GIVEN RECORDS:
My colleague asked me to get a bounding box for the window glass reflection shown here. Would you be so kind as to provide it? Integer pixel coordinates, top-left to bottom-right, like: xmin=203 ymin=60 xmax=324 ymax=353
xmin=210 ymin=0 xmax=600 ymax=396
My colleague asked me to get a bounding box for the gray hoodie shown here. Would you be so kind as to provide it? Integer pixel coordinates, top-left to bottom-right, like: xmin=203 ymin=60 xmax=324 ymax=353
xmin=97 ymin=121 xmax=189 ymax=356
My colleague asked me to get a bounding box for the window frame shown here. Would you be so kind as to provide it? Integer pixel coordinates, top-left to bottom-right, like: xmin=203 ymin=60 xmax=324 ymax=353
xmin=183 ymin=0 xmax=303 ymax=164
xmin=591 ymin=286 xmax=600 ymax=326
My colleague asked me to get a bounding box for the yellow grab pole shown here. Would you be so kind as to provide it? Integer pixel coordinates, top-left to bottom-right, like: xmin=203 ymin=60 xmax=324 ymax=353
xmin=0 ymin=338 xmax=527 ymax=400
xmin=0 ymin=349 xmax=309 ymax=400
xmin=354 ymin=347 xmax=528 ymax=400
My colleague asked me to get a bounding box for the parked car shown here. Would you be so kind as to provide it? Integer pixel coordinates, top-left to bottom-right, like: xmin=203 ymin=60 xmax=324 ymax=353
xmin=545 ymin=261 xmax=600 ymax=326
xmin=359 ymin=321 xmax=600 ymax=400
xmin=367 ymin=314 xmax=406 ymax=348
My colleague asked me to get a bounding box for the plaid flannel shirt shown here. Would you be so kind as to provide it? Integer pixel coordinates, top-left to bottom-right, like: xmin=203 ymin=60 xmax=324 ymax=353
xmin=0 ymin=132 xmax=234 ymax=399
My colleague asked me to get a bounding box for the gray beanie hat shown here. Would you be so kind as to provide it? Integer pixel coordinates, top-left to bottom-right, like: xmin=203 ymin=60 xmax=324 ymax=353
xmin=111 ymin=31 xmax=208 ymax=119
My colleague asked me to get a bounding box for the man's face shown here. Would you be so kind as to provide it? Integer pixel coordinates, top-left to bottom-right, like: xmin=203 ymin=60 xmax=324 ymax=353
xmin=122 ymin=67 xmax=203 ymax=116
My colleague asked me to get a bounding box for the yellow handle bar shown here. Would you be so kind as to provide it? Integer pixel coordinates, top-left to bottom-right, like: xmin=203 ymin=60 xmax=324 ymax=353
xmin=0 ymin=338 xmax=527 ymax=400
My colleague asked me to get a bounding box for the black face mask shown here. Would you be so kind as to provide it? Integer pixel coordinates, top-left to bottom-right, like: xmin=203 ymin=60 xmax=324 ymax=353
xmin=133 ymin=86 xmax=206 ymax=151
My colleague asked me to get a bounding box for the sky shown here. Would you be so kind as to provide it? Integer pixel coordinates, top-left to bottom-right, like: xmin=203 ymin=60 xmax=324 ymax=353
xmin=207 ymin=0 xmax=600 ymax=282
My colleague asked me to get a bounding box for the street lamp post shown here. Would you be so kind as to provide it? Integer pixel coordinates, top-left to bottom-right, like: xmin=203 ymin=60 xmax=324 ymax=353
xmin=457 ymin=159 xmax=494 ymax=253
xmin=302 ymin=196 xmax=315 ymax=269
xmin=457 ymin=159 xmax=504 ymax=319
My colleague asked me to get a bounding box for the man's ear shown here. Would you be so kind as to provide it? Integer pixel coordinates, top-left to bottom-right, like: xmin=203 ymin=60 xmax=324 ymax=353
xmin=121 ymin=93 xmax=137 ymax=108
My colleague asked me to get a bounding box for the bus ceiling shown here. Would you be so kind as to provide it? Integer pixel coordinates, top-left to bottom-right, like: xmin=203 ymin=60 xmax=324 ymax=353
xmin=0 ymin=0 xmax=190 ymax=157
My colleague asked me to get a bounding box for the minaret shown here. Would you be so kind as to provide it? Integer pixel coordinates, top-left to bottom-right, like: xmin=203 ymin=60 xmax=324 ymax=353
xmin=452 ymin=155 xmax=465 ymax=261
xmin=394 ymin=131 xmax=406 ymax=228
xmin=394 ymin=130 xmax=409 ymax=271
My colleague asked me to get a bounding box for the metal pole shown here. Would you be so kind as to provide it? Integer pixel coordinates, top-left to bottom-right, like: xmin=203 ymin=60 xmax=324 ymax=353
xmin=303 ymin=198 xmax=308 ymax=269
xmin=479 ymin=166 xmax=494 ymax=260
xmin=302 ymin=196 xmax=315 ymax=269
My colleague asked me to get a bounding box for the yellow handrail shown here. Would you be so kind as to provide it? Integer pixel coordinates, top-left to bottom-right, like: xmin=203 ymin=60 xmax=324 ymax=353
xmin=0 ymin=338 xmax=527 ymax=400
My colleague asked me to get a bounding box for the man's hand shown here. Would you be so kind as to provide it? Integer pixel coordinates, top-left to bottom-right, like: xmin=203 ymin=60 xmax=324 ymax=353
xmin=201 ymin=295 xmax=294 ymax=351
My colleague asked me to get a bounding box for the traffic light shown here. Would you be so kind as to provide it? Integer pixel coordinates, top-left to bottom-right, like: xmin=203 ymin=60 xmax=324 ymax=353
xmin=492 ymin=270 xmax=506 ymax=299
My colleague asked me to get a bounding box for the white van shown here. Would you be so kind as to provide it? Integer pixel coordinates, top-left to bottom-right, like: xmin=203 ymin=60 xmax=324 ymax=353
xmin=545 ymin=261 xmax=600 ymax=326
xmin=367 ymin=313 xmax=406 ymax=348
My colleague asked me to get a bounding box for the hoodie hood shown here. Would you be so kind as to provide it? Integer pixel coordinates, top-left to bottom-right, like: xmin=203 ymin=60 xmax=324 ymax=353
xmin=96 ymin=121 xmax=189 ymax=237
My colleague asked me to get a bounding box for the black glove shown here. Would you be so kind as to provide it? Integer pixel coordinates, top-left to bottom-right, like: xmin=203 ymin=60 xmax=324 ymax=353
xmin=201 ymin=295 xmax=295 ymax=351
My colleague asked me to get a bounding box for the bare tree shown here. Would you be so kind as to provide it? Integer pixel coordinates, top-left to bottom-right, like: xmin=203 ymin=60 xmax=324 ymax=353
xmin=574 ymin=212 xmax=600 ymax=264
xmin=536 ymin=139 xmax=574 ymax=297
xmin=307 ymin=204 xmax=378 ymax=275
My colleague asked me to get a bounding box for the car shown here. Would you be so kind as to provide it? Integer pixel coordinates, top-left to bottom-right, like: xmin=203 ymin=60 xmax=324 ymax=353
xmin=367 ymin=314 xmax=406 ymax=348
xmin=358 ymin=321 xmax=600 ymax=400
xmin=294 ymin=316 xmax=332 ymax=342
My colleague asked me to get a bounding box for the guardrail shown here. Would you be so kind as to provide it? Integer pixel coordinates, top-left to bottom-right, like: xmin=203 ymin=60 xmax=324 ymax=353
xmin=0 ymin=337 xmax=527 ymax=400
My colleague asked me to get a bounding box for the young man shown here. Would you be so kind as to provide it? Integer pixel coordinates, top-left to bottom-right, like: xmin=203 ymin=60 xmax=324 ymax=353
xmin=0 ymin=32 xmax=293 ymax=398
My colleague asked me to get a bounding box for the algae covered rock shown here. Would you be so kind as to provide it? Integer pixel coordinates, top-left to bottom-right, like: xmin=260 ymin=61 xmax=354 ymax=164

PROBLEM TO SOLVE:
Print every one of the entries above again, word for word and in the same order, with no changes.

SOLUTION FOR THIS TASK:
My colleague asked me to get a bounding box for the window glass reflection shown here. Would you be so kind as to provide it? Integer pixel coordinates, top-left to bottom-right, like: xmin=203 ymin=60 xmax=324 ymax=353
xmin=210 ymin=0 xmax=600 ymax=396
My colleague asked me to get a bounding box for the gray hoodie shown here. Would you be so kind as to provide it? Integer pixel coordinates, top-left to bottom-right, like: xmin=203 ymin=60 xmax=324 ymax=353
xmin=97 ymin=121 xmax=189 ymax=356
My colleague asked me to get a bounding box for the window frame shown here. Would you be so kind as to provide it? Integer pixel coordinates, top-left to bottom-right, like: xmin=203 ymin=60 xmax=324 ymax=353
xmin=183 ymin=0 xmax=303 ymax=164
xmin=591 ymin=286 xmax=600 ymax=326
My colleague asked me to get a bounding box for the yellow grab pole shown here. Would you be so kind as to provide it? Integer pixel coordinates, top-left to bottom-right, like: xmin=203 ymin=60 xmax=324 ymax=353
xmin=0 ymin=338 xmax=527 ymax=400
xmin=0 ymin=349 xmax=309 ymax=400
xmin=354 ymin=347 xmax=528 ymax=400
My colleague asked me to get a bounding box for the parked car shown here. Would you be so kind as to provide it? Integer pixel coordinates, top-left to bottom-right, like: xmin=203 ymin=60 xmax=324 ymax=353
xmin=545 ymin=261 xmax=600 ymax=326
xmin=359 ymin=321 xmax=600 ymax=400
xmin=367 ymin=314 xmax=406 ymax=348
My colleague asked me to get a bounding box for the plaid flannel shirt shown here. Would you be so kind as to provide it? Integer pixel coordinates, top-left to bottom-right, like: xmin=203 ymin=60 xmax=324 ymax=353
xmin=0 ymin=132 xmax=234 ymax=399
My colleague asked me to get a bounding box for the gray beanie hat shown here. Would you be so kind as to provide it? Integer pixel coordinates, top-left to bottom-right, like: xmin=203 ymin=60 xmax=324 ymax=353
xmin=111 ymin=31 xmax=208 ymax=119
My colleague asked me to get a bounding box for the man's face shown here. Would you be so kind as to provide it? Integer pixel coordinates, top-left to bottom-right, like: xmin=203 ymin=60 xmax=324 ymax=353
xmin=122 ymin=67 xmax=203 ymax=116
My colleague asked me to get a bounding box for the yellow handle bar shown here. Would you be so kind as to provide it? Integer pixel coordinates, top-left to bottom-right, like: xmin=203 ymin=60 xmax=324 ymax=353
xmin=0 ymin=338 xmax=527 ymax=400
My colleague asked me to get a bounding box for the black face mask shown here. Would you be so kind as to provide it? Integer pixel coordinates, top-left to bottom-right, like: xmin=203 ymin=60 xmax=324 ymax=353
xmin=133 ymin=86 xmax=206 ymax=151
My colleague asked me to get a bounding box for the sky shown here. Would you be so kind as to provide it? Integer pixel coordinates, top-left to bottom-right, like: xmin=203 ymin=60 xmax=324 ymax=353
xmin=207 ymin=0 xmax=600 ymax=282
My colleague asked me to get a bounding box for the street lamp post shown here. Would you be so kind as to provide it? Integer pixel coordinates, top-left to bottom-right, like: xmin=203 ymin=60 xmax=324 ymax=353
xmin=457 ymin=159 xmax=494 ymax=253
xmin=302 ymin=196 xmax=315 ymax=269
xmin=457 ymin=159 xmax=504 ymax=319
My colleague asked me to get a bounding box for the man's ear shown here. Would you be so kind as to provide it? Integer pixel coordinates, top-left to bottom-right, like: xmin=203 ymin=60 xmax=324 ymax=353
xmin=121 ymin=93 xmax=137 ymax=108
My colleague asked me to get a bounding box for the bus ceiling shown here. Would you be so kind as to provide it? Integer pixel coordinates, top-left to bottom-right, like: xmin=203 ymin=60 xmax=324 ymax=353
xmin=0 ymin=0 xmax=190 ymax=157
My colleague asked me to get a bounding box for the minaret shown here. Would you be so kind as to provide it? Integer pixel coordinates, top-left to bottom-right, like: xmin=203 ymin=60 xmax=324 ymax=353
xmin=452 ymin=155 xmax=465 ymax=261
xmin=394 ymin=131 xmax=406 ymax=228
xmin=394 ymin=130 xmax=409 ymax=271
My colleague asked me to get a bounding box for the metal pole shown here. Would you be so kind as to provide it? Integer pixel coordinates, top-left to bottom-right, like: xmin=203 ymin=60 xmax=324 ymax=353
xmin=303 ymin=198 xmax=308 ymax=269
xmin=479 ymin=166 xmax=494 ymax=260
xmin=302 ymin=196 xmax=315 ymax=269
My colleague asked me to get a bounding box for the yellow handrail shown here. Would you be so kind as to provide it? Integer pixel coordinates, top-left to bottom-right, like: xmin=203 ymin=60 xmax=324 ymax=353
xmin=0 ymin=338 xmax=527 ymax=400
My colleague asked me to get a bounding box for the man's hand shown here. Would you be so kind as to provide it? Integer pixel coordinates, top-left to bottom-right, like: xmin=203 ymin=60 xmax=324 ymax=353
xmin=201 ymin=295 xmax=294 ymax=351
My colleague asked me to get a bounding box for the traffic light shown here. Would you be so kind as to provide it? Integer pixel coordinates, top-left to bottom-right, like: xmin=203 ymin=60 xmax=324 ymax=353
xmin=492 ymin=270 xmax=506 ymax=299
My colleague asked me to get a bounding box for the white van shown here. Would you be so kind as to provide it? Integer pixel coordinates, top-left to bottom-right, like: xmin=203 ymin=60 xmax=324 ymax=353
xmin=545 ymin=261 xmax=600 ymax=326
xmin=367 ymin=313 xmax=406 ymax=348
My colleague asked me to get a bounding box for the hoodie hood shown here. Would you be so kind as to provide it? Integer pixel coordinates, top-left to bottom-right, like: xmin=203 ymin=60 xmax=324 ymax=353
xmin=96 ymin=121 xmax=189 ymax=237
My colleague asked me to get a bounding box for the black glove shown here. Would you be so kind as to provide it? Integer pixel coordinates, top-left to bottom-right, like: xmin=203 ymin=60 xmax=324 ymax=353
xmin=201 ymin=295 xmax=295 ymax=351
My colleague asked me to get a bounding box for the bare tree shown here. Would you be so kind as to provide it? Integer pixel coordinates, top-left to bottom-right, like: xmin=203 ymin=60 xmax=324 ymax=353
xmin=574 ymin=212 xmax=600 ymax=264
xmin=536 ymin=139 xmax=574 ymax=297
xmin=307 ymin=204 xmax=378 ymax=275
My colleague asked me to get a bounding box for the car shown here. Would you be so kind as to provide it? Integer pixel coordinates, top-left to bottom-right, like: xmin=203 ymin=60 xmax=324 ymax=353
xmin=367 ymin=314 xmax=406 ymax=348
xmin=358 ymin=321 xmax=600 ymax=400
xmin=294 ymin=316 xmax=332 ymax=342
My colleague asked me to get a bounding box for the guardrail shown here. Would you be so kind as to provide it? Integer pixel coordinates, top-left to bottom-right, like: xmin=203 ymin=60 xmax=324 ymax=353
xmin=0 ymin=337 xmax=527 ymax=400
My colleague asked me to get a bounding box for the young man shown here. Would you be so kind as to provide it? Integer pixel coordinates, top-left to bottom-right, like: xmin=203 ymin=60 xmax=324 ymax=353
xmin=0 ymin=32 xmax=293 ymax=398
My colleague asked me to get a bounding box for the algae covered rock shown here. Would you be so kind as to provide it? Integer pixel coordinates, top-left to bottom-right, like: xmin=260 ymin=61 xmax=354 ymax=164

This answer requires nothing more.